- **Aim of the exercise**:
No pictures in the copy, please: retype all the records exactly.

□ □ □

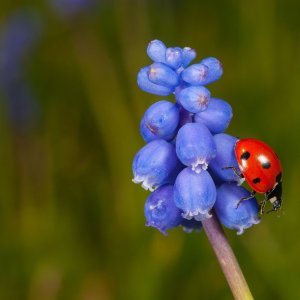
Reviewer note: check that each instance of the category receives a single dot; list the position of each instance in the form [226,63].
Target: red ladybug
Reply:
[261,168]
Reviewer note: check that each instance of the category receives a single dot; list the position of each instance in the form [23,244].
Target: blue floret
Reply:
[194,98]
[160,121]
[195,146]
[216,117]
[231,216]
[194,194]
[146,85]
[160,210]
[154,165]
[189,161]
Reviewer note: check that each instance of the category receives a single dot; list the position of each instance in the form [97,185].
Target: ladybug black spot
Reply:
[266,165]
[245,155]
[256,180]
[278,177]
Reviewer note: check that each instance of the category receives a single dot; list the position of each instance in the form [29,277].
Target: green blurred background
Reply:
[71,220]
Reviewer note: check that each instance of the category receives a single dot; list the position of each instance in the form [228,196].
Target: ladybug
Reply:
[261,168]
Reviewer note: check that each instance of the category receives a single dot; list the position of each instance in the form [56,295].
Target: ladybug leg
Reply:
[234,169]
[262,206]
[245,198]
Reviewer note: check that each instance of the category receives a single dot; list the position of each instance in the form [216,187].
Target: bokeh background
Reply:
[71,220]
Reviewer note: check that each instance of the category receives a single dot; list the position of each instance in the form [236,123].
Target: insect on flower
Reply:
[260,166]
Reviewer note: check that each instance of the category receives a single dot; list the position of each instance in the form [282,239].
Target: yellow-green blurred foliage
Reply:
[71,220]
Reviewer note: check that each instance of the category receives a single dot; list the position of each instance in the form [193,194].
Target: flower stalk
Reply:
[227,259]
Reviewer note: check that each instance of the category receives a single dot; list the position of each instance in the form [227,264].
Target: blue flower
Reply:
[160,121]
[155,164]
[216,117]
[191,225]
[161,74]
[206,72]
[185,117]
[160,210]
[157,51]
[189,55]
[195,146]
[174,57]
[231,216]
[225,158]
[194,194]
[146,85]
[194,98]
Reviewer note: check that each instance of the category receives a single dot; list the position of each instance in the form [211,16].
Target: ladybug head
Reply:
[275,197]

□ □ □

- **Written solution**:
Reviewer note: check that each instance of the category receives a single dot; list the position of each instance in the form [226,63].
Target: red ladybug
Reply:
[261,168]
Reviewer note: check that each instance of the category receives a single dot; list the position of each instance in the form [23,244].
Target: blue floret
Reply:
[194,98]
[160,121]
[195,146]
[216,117]
[231,216]
[194,194]
[146,85]
[160,210]
[154,165]
[189,161]
Reviewer note: check that each instance of the category receives a single dot; list the position of each instance in the form [97,185].
Target: ladybug black spot
Reply:
[266,165]
[245,155]
[256,180]
[278,177]
Reviewer note: check that each instance of the category receives a single dot; list the position of each instance in the form [29,277].
Target: green blurred background
Reply:
[71,220]
Reviewer note: check that each instance of the category receives a single dot; list the position of each instance in the form [228,196].
Target: ladybug
Reply:
[261,168]
Reviewer note: check that each instance of the category receives a single dot; list the position of each instance in the form [56,295].
Target: ladybug leg
Reply:
[234,169]
[262,206]
[245,198]
Reviewer note: check that each instance of the category receives a single dot; list the position of each instance in the form [216,187].
Target: bokeh background
Reply:
[71,220]
Reviewer note: check that each instance of the category receives a single dot; list the position of each instance in the form [236,123].
Target: insect on flower
Reply:
[260,166]
Reviewer note: check that each instance of the category receives a single dot; list the position of each instance in the form [282,239].
Target: yellow-green blurred foliage
Reply:
[71,220]
Reviewer note: check that each instance of the category receives a single dot; list the position of each instance in the form [193,194].
Target: flower stalk
Reply:
[227,259]
Reviewer note: check that each instance of the category receives a single dot; list the position of each instance in the form [227,264].
Target: blue flower
Reply:
[160,121]
[155,164]
[216,117]
[191,225]
[161,74]
[206,72]
[185,117]
[160,210]
[157,51]
[189,55]
[195,146]
[174,57]
[231,216]
[225,158]
[194,194]
[146,85]
[194,98]
Reviewer note: check that each instance of the category receives a single dot; list the position of each instance in the form [211,16].
Target: ladybug head
Reply:
[275,197]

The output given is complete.